● Data:
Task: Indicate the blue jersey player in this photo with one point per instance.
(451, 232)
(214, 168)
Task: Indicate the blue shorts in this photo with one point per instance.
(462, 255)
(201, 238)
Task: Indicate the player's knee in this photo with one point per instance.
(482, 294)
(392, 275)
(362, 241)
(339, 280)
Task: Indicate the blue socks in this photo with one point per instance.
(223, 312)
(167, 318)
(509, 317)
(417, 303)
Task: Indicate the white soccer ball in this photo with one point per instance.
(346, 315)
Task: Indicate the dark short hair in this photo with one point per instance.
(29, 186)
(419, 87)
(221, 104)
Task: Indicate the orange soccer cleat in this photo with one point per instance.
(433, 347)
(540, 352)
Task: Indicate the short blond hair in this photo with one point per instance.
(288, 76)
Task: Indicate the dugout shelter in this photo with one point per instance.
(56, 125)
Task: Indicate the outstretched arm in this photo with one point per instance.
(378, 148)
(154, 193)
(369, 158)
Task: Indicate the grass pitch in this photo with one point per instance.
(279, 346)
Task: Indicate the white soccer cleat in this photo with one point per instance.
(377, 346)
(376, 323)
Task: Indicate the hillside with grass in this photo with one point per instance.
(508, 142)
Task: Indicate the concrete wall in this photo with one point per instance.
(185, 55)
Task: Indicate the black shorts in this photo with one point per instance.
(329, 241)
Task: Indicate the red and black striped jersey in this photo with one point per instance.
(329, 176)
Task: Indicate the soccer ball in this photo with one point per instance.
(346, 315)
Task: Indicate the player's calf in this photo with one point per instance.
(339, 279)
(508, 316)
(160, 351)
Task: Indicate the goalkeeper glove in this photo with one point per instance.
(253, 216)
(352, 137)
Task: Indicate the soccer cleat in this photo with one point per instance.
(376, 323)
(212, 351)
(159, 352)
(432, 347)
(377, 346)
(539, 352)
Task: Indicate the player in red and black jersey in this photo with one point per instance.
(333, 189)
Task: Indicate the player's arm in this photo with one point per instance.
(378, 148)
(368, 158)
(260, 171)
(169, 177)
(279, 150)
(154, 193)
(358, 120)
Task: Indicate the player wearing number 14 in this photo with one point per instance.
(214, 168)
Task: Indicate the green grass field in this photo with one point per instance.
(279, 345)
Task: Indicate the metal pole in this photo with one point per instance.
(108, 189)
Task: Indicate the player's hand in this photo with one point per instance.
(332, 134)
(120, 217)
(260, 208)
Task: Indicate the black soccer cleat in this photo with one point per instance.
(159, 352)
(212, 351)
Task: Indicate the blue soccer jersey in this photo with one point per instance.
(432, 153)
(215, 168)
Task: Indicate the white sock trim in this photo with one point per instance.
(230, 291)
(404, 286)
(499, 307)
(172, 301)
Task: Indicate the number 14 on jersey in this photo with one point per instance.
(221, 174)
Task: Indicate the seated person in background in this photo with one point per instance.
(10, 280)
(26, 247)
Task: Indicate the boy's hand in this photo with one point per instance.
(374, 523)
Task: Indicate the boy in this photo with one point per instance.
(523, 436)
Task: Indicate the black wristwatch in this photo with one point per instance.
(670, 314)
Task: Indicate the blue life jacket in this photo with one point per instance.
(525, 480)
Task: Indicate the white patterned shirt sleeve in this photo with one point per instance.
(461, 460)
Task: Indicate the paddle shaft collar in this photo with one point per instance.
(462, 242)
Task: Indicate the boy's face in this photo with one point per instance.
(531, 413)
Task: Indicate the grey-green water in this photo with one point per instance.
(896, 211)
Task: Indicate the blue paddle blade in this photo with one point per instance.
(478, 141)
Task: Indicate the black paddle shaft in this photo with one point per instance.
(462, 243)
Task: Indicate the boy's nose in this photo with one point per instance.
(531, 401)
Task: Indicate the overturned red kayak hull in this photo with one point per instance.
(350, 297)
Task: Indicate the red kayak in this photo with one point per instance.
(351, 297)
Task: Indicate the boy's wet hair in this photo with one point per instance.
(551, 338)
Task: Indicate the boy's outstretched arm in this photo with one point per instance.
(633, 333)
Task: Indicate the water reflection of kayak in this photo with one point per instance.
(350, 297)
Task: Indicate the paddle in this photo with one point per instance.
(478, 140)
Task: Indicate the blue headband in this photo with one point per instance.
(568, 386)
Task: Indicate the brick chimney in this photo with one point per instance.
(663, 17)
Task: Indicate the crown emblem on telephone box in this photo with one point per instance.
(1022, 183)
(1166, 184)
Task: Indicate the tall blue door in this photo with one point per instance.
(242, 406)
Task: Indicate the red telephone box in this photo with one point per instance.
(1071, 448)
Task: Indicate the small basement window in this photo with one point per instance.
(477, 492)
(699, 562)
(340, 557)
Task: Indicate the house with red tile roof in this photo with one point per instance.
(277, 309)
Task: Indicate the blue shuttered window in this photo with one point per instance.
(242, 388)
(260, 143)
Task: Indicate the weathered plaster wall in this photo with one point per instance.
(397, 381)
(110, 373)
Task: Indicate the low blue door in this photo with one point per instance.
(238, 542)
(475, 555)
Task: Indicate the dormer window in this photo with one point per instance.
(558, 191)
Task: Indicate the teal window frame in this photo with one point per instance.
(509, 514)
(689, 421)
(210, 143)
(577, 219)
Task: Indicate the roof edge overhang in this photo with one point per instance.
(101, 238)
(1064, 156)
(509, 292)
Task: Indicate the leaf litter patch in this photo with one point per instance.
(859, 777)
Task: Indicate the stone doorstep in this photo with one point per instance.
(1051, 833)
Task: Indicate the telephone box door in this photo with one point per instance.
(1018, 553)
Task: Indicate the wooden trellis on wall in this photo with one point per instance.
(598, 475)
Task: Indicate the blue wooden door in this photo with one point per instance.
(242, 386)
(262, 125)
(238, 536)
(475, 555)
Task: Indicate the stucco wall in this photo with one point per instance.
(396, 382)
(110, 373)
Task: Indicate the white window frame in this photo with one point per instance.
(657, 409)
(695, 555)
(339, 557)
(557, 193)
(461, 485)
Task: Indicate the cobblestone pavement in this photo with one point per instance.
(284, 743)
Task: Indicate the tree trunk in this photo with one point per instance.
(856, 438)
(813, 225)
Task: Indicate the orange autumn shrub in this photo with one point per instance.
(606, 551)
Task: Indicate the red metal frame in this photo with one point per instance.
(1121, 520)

● Task instructions: Retype the data exactly as given.

● Task output:
Task: Indicate the blue jersey player in this photo with one point per instance.
(451, 232)
(214, 168)
Task: Indicate the blue shorts in this photo with one point per instance.
(462, 255)
(201, 238)
Task: Indicate the player's knee in this photo with one point per instance.
(482, 294)
(392, 275)
(362, 241)
(339, 280)
Task: Indicate the blue socks in this photo with one point per instance.
(223, 312)
(167, 318)
(509, 317)
(417, 303)
Task: Indicate the white soccer ball in this photo with one point per instance.
(346, 315)
Task: Indicate the dark short hair in this photo with one point per instance.
(29, 186)
(419, 87)
(221, 104)
Task: Indicate the orange soccer cleat in this photo with one point per instance.
(433, 347)
(540, 352)
Task: Indicate the short blond hair in this photo with one point per instance.
(288, 76)
Task: Indicate the dugout shelter in this photo with one point per instance.
(56, 125)
Task: Indicate the outstretched arm in this photo with one point per instance.
(378, 148)
(154, 193)
(369, 158)
Task: Indicate the grass pitch in this photo with one point per instance.
(279, 346)
Task: Indicate the white soccer cleat in this photo with one point per instance.
(377, 346)
(376, 323)
Task: Indicate the hillside with grass in this photo with one point per instance.
(508, 142)
Task: Indicate the concrete wall in this photo with one point per instance.
(185, 55)
Task: Indicate the black shorts in this photo with one point per instance.
(329, 241)
Task: Indicate the red and black striped jersey in this photo with one point per instance.
(329, 176)
Task: Indicate the soccer ball in this photo with one point per instance.
(346, 315)
Task: Indicate the player's calf in this photo with one point per instance.
(339, 279)
(508, 316)
(160, 351)
Task: Indicate the goalkeeper glove in this photo with one point per instance.
(253, 216)
(352, 137)
Task: Indicate the soccer cleat in this photo with one point per instance.
(376, 323)
(212, 351)
(159, 352)
(432, 347)
(377, 346)
(539, 352)
Task: Indicate the player in red and black jersey in this photo with one point per instance.
(333, 189)
Task: Indicate the player's arm in this photo with one point per instance.
(378, 148)
(368, 158)
(260, 171)
(169, 177)
(279, 150)
(154, 193)
(358, 120)
Task: Indicate the player wearing number 14 in this photo with one point per instance.
(214, 168)
Task: Indicate the green grass field in this photo with one point per instance.
(279, 345)
Task: Indicate the metal pole in this photo with one point per instance.
(108, 189)
Task: Indicate the player's hand in this photo with one point per instance.
(332, 134)
(120, 217)
(260, 208)
Task: Indicate the black soccer cleat in this photo with one point per instance.
(159, 352)
(212, 351)
Task: Indicate the blue soccer jersey in this photo with one point per instance.
(432, 153)
(215, 168)
Task: Indicate the white sock trim in this photo with one point per instance.
(230, 291)
(404, 286)
(499, 307)
(172, 301)
Task: Indicate the number 14 on jersey in this photo with one point per instance.
(221, 174)
Task: Indicate the seated person in background in this photo with one point per instance.
(10, 280)
(26, 247)
Task: Indicate the boy's hand in this photo with one point per instance.
(374, 523)
Task: Indicate the boy in this photo with one point per instance.
(523, 436)
Task: Indicate the black wristwatch in this photo with one point per instance.
(670, 314)
Task: Indicate the blue life jacket in this photo with one point per instance.
(525, 480)
Task: Indicate the white patterned shirt sleeve in this photo with one point per instance.
(461, 460)
Task: Indicate the paddle shaft collar in this photo with one point per instance.
(462, 242)
Task: Indicate the boy's face in this photo with one point per instance.
(531, 413)
Task: Indicate the grey-green water in this photo with one point per instance.
(896, 211)
Task: Indicate the blue paddle blade in this photo with one point per instance.
(478, 141)
Task: Indicate the black paddle shaft in this photo with one point per instance.
(462, 243)
Task: Indicate the boy's nose in this photo with one point per instance.
(531, 401)
Task: Indicate the overturned red kayak hull in this photo with one point per instance.
(350, 297)
Task: Indicate the red kayak in this photo with one point per instance.
(351, 297)
Task: Indicate the boy's wet hair in this photo with one point per instance.
(551, 338)
Task: Indicate the boy's outstretched arm in this photo with one point per instance.
(633, 333)
Task: Indicate the water reflection of kayak in this photo with one point per instance.
(350, 297)
Task: Indicate the paddle in this photo with one point per instance.
(478, 140)
Task: Indicate the blue headband in this photo with one point per instance.
(568, 386)
Task: Indicate the brick chimney in this photo with one point per instance.
(663, 17)
Task: Indicate the crown emblem on telephone box in this photo with one point per instance.
(1022, 183)
(1166, 184)
Task: Indicate the tall blue door in this photo with one point per instance.
(242, 406)
Task: Indicate the red telephone box in this photo with one point per instance.
(1071, 448)
Task: Indicate the small basement window in this photo with one point per instance.
(477, 492)
(699, 562)
(340, 557)
Task: Indicate the house with red tile roof in this photo with one point per instance.
(277, 309)
Task: Indicate the blue shuttered window in this photo with one point per instance.
(242, 388)
(260, 143)
Task: Indicate the weathered plaster wall in this photo with one point per instance.
(397, 381)
(110, 373)
Task: Indicate the low blue door in this photo with one point per instance.
(238, 542)
(475, 555)
Task: Indicate the dormer window in this photo with one point per instance.
(558, 191)
Task: Indicate the teal window frame in this photo with one point per instance.
(509, 514)
(689, 421)
(210, 143)
(577, 219)
Task: Indicate the roof edge overhang in this photo with one point per instance.
(101, 238)
(1064, 156)
(509, 292)
Task: Indicate the leaf litter patch in this photo with one point per instance.
(859, 777)
Task: Indicate the stone doorstep in this photo with one point per instance.
(1051, 833)
Task: Indicate the telephone box door in this photo with one point per instance.
(1018, 553)
Task: Indicate the wooden trellis on wall in this photo with one point per instance.
(598, 475)
Task: Indicate the blue wooden door in this photo with one point per instance.
(242, 386)
(262, 125)
(238, 536)
(475, 555)
Task: Indicate the stucco wall in this photo with one point per instance.
(396, 382)
(110, 373)
Task: Indicate the white window frame in this photo with one point per instance.
(657, 409)
(695, 555)
(339, 557)
(557, 193)
(461, 485)
Task: Indicate the cobblestone pavement in this photo with one point per instance.
(284, 743)
Task: Indicate the tree trunk in this photo with one point per instance.
(856, 438)
(813, 225)
Task: Indicate the orange autumn shrub in this photo with one point per instance.
(606, 551)
Task: Indicate the red metal frame in this photo with one point per instance.
(1121, 520)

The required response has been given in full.